EXERCISE BRIEF:
Please reproduce the entries that follow, keeping each word intact.

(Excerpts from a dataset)
━━━━━━━━━━━━━━━━━━━━
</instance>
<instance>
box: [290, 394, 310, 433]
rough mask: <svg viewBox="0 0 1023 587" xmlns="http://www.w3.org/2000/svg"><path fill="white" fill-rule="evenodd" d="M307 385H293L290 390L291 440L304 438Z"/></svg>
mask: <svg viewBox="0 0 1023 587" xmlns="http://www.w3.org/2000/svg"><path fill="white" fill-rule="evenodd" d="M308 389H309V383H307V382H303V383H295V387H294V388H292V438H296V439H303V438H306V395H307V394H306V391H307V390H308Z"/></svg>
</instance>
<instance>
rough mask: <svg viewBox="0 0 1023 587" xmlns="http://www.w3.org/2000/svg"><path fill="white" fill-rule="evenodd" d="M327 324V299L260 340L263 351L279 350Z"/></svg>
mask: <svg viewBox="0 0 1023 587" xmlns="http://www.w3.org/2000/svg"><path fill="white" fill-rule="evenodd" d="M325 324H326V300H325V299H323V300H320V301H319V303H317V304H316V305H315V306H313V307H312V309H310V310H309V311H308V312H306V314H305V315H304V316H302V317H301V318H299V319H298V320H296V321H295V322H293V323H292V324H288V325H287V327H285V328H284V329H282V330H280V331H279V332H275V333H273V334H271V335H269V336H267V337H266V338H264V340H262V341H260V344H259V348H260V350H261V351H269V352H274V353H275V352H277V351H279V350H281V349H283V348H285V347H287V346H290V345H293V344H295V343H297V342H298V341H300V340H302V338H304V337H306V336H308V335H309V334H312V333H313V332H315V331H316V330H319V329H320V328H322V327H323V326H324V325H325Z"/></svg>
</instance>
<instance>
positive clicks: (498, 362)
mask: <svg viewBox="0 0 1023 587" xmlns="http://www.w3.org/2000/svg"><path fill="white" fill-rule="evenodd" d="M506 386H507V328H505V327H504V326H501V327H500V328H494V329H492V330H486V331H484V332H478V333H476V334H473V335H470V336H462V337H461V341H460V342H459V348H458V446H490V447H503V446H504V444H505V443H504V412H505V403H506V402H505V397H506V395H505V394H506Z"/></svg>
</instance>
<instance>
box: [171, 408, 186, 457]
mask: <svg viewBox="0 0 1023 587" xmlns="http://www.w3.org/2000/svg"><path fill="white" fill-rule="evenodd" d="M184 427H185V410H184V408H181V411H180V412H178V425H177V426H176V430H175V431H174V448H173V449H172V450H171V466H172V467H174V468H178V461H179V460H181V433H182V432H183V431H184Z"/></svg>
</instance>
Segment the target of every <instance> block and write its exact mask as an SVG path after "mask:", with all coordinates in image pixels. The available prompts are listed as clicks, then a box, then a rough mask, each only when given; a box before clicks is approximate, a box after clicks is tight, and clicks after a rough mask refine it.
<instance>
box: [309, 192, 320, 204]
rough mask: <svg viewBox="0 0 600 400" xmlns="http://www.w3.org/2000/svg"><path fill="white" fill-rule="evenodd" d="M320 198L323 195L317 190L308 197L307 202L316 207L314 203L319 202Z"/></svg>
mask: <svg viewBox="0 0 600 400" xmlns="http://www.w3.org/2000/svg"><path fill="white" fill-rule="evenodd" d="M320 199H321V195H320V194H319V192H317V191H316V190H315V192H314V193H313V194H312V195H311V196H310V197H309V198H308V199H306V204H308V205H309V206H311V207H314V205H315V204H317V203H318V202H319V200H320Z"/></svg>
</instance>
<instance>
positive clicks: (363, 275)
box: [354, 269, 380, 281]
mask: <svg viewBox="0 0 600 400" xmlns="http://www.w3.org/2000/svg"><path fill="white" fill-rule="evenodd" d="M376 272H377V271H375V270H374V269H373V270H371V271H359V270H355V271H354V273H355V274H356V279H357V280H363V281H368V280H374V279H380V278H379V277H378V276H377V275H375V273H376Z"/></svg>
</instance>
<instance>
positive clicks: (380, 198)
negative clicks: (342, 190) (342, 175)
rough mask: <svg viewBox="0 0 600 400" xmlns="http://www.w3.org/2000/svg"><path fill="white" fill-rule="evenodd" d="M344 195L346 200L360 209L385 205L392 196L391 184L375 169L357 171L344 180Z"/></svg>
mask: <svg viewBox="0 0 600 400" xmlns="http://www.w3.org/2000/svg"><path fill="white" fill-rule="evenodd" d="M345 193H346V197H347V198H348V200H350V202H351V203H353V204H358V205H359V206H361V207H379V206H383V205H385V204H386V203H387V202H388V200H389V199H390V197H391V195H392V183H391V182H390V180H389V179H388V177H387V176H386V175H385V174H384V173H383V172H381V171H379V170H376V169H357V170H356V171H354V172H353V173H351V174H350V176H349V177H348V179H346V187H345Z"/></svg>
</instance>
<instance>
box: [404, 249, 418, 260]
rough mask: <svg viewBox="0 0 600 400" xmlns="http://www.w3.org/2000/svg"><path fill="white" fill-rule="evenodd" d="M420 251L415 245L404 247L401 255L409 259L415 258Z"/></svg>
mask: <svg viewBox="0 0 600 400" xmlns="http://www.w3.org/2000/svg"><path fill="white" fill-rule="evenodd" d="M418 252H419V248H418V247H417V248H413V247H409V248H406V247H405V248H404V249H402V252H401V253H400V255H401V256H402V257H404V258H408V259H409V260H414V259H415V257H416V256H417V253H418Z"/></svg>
━━━━━━━━━━━━━━━━━━━━
TASK OUTPUT:
</instance>
<instance>
box: [290, 394, 310, 433]
rough mask: <svg viewBox="0 0 1023 587" xmlns="http://www.w3.org/2000/svg"><path fill="white" fill-rule="evenodd" d="M307 385H293L290 390L291 440L304 438Z"/></svg>
mask: <svg viewBox="0 0 1023 587" xmlns="http://www.w3.org/2000/svg"><path fill="white" fill-rule="evenodd" d="M308 389H309V383H307V382H303V383H295V387H294V388H292V438H296V439H303V438H306V395H307V394H306V391H307V390H308Z"/></svg>
</instance>
<instance>
rough mask: <svg viewBox="0 0 1023 587" xmlns="http://www.w3.org/2000/svg"><path fill="white" fill-rule="evenodd" d="M327 324V299L260 340L263 351L279 350Z"/></svg>
mask: <svg viewBox="0 0 1023 587" xmlns="http://www.w3.org/2000/svg"><path fill="white" fill-rule="evenodd" d="M325 324H326V300H325V299H323V300H320V301H319V303H317V304H316V305H315V306H313V307H312V309H310V310H309V311H308V312H306V314H305V315H304V316H302V317H301V318H299V319H298V320H296V321H295V322H293V323H292V324H288V325H287V327H285V328H284V329H282V330H280V331H279V332H275V333H273V334H271V335H269V336H267V337H266V338H264V340H262V341H260V344H259V348H260V350H261V351H269V352H274V353H275V352H277V351H279V350H281V349H283V348H285V347H287V346H290V345H293V344H295V343H297V342H298V341H300V340H302V338H304V337H306V336H308V335H309V334H312V333H313V332H315V331H316V330H319V329H320V328H322V327H323V326H324V325H325Z"/></svg>
</instance>
<instance>
positive clicks: (498, 362)
mask: <svg viewBox="0 0 1023 587" xmlns="http://www.w3.org/2000/svg"><path fill="white" fill-rule="evenodd" d="M506 386H507V328H505V327H504V326H501V327H500V328H494V329H492V330H486V331H484V332H478V333H476V334H473V335H470V336H462V337H461V341H460V342H459V348H458V446H490V447H503V446H504V444H505V443H504V412H505V403H506V402H505V397H506V395H505V394H506Z"/></svg>
</instance>
<instance>
box: [171, 408, 186, 457]
mask: <svg viewBox="0 0 1023 587" xmlns="http://www.w3.org/2000/svg"><path fill="white" fill-rule="evenodd" d="M184 427H185V410H184V408H181V411H180V412H178V425H177V426H176V430H175V431H174V448H173V449H172V450H171V466H172V467H174V468H178V461H179V460H181V433H182V432H183V431H184Z"/></svg>
</instance>
Segment the target of every <instance> block and write its exact mask as an SVG path after "mask:", with all coordinates in image pixels. The available prompts are listed as clicks, then a box, then a rough mask, each only when given; a box before clicks is approximate, a box after clicks is tight, and clicks after a rough mask refine it.
<instance>
box: [309, 192, 320, 204]
rough mask: <svg viewBox="0 0 600 400" xmlns="http://www.w3.org/2000/svg"><path fill="white" fill-rule="evenodd" d="M320 198L323 195L317 190L308 197L307 202L316 207L314 203L319 202Z"/></svg>
mask: <svg viewBox="0 0 600 400" xmlns="http://www.w3.org/2000/svg"><path fill="white" fill-rule="evenodd" d="M320 199H321V195H320V194H319V192H317V191H316V190H315V192H314V193H313V194H312V195H311V196H310V197H309V198H308V199H306V204H308V205H309V206H311V207H314V205H315V204H317V203H318V202H319V200H320Z"/></svg>
</instance>
<instance>
positive clicks: (363, 275)
box: [354, 269, 380, 281]
mask: <svg viewBox="0 0 600 400" xmlns="http://www.w3.org/2000/svg"><path fill="white" fill-rule="evenodd" d="M376 272H377V271H375V270H374V269H373V270H371V271H359V270H355V271H354V273H355V274H356V279H357V280H363V281H368V280H374V279H380V278H379V277H378V276H377V275H375V273H376Z"/></svg>
</instance>
<instance>
positive clicks: (380, 198)
negative clicks: (342, 190) (342, 175)
rough mask: <svg viewBox="0 0 600 400" xmlns="http://www.w3.org/2000/svg"><path fill="white" fill-rule="evenodd" d="M344 195L346 200L360 209L385 205L392 196L391 184L375 169L357 171L344 180Z"/></svg>
mask: <svg viewBox="0 0 600 400" xmlns="http://www.w3.org/2000/svg"><path fill="white" fill-rule="evenodd" d="M345 193H346V197H347V198H348V200H350V202H351V203H353V204H358V205H359V206H361V207H379V206H383V205H385V204H386V203H387V202H388V200H389V199H390V197H391V195H392V183H391V182H390V180H389V179H388V177H387V176H386V175H385V174H384V173H383V172H381V171H379V170H376V169H357V170H356V171H354V172H353V173H351V174H350V176H349V177H348V179H346V187H345Z"/></svg>
</instance>
<instance>
box: [404, 249, 418, 260]
rough mask: <svg viewBox="0 0 600 400" xmlns="http://www.w3.org/2000/svg"><path fill="white" fill-rule="evenodd" d="M420 251L415 245L404 247L401 255L409 259L415 258Z"/></svg>
mask: <svg viewBox="0 0 600 400" xmlns="http://www.w3.org/2000/svg"><path fill="white" fill-rule="evenodd" d="M418 252H419V248H418V247H417V248H413V247H409V248H406V247H405V248H404V249H402V252H401V253H400V255H401V256H402V257H404V258H408V259H409V260H414V259H415V257H416V256H417V253H418Z"/></svg>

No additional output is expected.